DESCRIPTION OF THE TASK:
Write the data out again, character for character, with no images.

Part of a data file:
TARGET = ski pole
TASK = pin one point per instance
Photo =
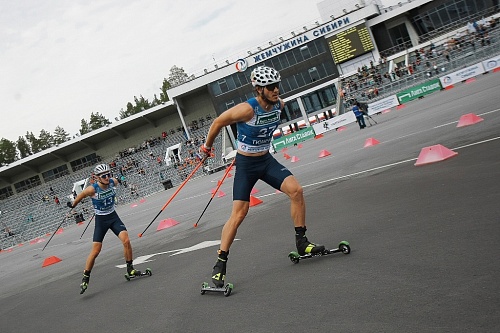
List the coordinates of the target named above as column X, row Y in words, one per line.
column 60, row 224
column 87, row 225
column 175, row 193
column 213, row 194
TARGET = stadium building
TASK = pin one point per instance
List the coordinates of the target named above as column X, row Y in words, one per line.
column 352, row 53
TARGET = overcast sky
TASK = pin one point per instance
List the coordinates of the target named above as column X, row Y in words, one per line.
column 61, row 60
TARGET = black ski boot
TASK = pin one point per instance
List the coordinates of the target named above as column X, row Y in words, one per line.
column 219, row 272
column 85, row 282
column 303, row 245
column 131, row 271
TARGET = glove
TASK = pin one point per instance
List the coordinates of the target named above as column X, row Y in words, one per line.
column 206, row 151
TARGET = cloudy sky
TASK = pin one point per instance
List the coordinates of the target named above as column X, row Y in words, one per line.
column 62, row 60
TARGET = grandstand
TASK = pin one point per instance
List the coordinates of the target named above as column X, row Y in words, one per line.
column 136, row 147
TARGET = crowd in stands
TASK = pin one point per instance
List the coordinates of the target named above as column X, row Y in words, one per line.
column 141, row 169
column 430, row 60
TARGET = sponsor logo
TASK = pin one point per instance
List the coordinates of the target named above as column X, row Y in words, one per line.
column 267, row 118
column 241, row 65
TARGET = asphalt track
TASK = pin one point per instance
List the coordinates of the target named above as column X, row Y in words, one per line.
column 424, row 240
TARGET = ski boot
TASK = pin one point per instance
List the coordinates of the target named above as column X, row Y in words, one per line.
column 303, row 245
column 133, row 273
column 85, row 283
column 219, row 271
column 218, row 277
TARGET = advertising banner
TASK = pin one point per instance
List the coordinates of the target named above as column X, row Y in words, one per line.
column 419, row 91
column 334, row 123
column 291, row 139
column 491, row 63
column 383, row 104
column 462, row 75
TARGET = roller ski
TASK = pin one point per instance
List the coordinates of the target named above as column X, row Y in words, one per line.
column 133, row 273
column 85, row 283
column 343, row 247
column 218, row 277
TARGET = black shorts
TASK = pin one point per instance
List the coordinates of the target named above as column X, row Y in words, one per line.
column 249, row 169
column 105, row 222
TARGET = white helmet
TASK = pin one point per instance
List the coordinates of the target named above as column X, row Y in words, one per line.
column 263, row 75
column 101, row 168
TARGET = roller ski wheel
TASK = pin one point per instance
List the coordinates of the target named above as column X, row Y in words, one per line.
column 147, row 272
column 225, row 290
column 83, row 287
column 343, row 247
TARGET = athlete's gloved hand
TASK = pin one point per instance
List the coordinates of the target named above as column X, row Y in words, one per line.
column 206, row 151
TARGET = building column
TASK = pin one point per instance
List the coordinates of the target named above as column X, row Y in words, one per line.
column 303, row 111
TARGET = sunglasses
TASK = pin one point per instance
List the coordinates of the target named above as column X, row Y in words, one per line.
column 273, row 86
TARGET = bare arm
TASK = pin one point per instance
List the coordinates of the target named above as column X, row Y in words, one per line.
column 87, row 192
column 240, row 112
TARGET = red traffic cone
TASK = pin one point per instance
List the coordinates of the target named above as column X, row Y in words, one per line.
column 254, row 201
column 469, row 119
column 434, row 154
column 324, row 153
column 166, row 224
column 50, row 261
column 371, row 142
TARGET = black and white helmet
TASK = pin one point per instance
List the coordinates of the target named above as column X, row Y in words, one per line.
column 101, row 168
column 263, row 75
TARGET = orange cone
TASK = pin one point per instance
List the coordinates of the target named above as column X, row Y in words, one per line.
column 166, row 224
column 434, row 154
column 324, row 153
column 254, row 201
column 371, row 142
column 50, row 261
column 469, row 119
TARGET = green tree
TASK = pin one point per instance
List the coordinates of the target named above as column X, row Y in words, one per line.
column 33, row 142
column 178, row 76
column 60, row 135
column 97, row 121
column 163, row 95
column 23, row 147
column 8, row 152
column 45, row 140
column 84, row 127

RESPONSE FOR THIS EXERCISE:
TARGET = ski pole
TASK = pin one point per instance
Photo =
List the coordinates of the target named above as column X, row Y in words, one per line.
column 60, row 224
column 87, row 225
column 175, row 193
column 213, row 194
TARGET = stadium building
TASK = pin one point per instance
List the coordinates of the target named above as column X, row Y in words, one per line.
column 352, row 53
TARGET = overcast sky
TASK = pin one point per instance
List the coordinates of the target named above as column X, row Y in words, one per line.
column 61, row 60
TARGET = black ski boot
TASK = pin one point per instance
List the coordinates of the target named above as column X, row Y in words, one per line.
column 219, row 272
column 85, row 282
column 303, row 245
column 131, row 271
TARGET = glove
TASK = pin one point per instance
List the coordinates of the target named above as column X, row Y in words, one per line.
column 206, row 151
TARGET = cloudy sky
TASK = pin one point per instance
List the coordinates of the target named above as column X, row Y in words, one per line.
column 62, row 60
TARGET = grandstand
TASK = pin one point per instance
List the coordinates of the target named above as column X, row Y in words, one per line.
column 136, row 147
TARGET = crowd in stands
TASK = pin one point per instance
List the coordinates of the target named above as column X, row Y in words, one per line.
column 141, row 169
column 430, row 60
TARGET = sponsor logo
TASK = pin one point per instance
List the coordinates of the target named above as column X, row Y in words, one per line.
column 267, row 118
column 241, row 65
TARGET = asphalt track
TASK = pin one point per instance
List the coordinates of the target named above as column X, row Y in words, one per line.
column 424, row 240
TARGET = ski boot
TASK = pin one point per instance
List the coordinates of the target named above as column X, row Y in words, one per line.
column 303, row 245
column 133, row 273
column 85, row 283
column 219, row 271
column 218, row 277
TARGET = advertising banner
TASK = pin one point per instance
List the coordinates of the target named above as column X, row Y in words, one per line.
column 419, row 91
column 334, row 123
column 291, row 139
column 491, row 63
column 383, row 104
column 462, row 75
TARGET = roller ski
TASK = pin one point per instance
List the coordinates of the target named above as column X, row Y in words, one per line.
column 133, row 273
column 85, row 283
column 343, row 247
column 218, row 277
TARGET = black shorts
TASK = pin one point per instance
List the coordinates of the target named above as column X, row Y in words, one per line.
column 249, row 169
column 105, row 222
TARGET = white helmet
TASK = pin one point per instance
List the coordinates of the target named above as column X, row Y in words, one per line.
column 263, row 75
column 101, row 168
TARGET = roller ski wheel
TASK = pin one point per instance
List the coordinates of the target named above as column X, row Y in words, one per line.
column 147, row 272
column 225, row 290
column 83, row 287
column 343, row 247
TARGET = athlete's gloved hand
TASK = pin one point per instance
List the coordinates of the target named above as column X, row Y in words, one per line.
column 206, row 151
TARGET = building column
TASK = pin one point per instance
List the coordinates of the target named above as column X, row Y in words, one per line.
column 303, row 111
TARGET = sunglasses
TASK = pin one point per instance
List the coordinates of the target named above as column X, row Y in words, one per line.
column 273, row 86
TARGET = bare arm
TASK = pin one point per instance
List the coordinates of the target named above as column X, row Y in words, one per line.
column 87, row 192
column 240, row 112
TARGET = red traffic cone
TASK = pin one point per instance
List the coordinates of the target named above as column X, row Y in words, one per line.
column 254, row 201
column 469, row 119
column 434, row 154
column 324, row 153
column 166, row 224
column 50, row 261
column 371, row 142
TARGET = black and white helmet
TASK = pin one point per instance
List the coordinates of the target named above as column X, row Y in words, one per line.
column 101, row 168
column 263, row 75
TARGET = orange cone
TASK = pin one point per instance
List the coordinates of the target named above as column X, row Y in words, one per line.
column 166, row 224
column 434, row 154
column 324, row 153
column 254, row 201
column 371, row 142
column 50, row 261
column 469, row 119
TARGET = green tree
TASK = pin one point per instance
List the coordinates of the target named above as column X, row Y in words, one per line.
column 33, row 142
column 178, row 76
column 60, row 135
column 97, row 121
column 163, row 95
column 23, row 147
column 8, row 152
column 45, row 140
column 84, row 127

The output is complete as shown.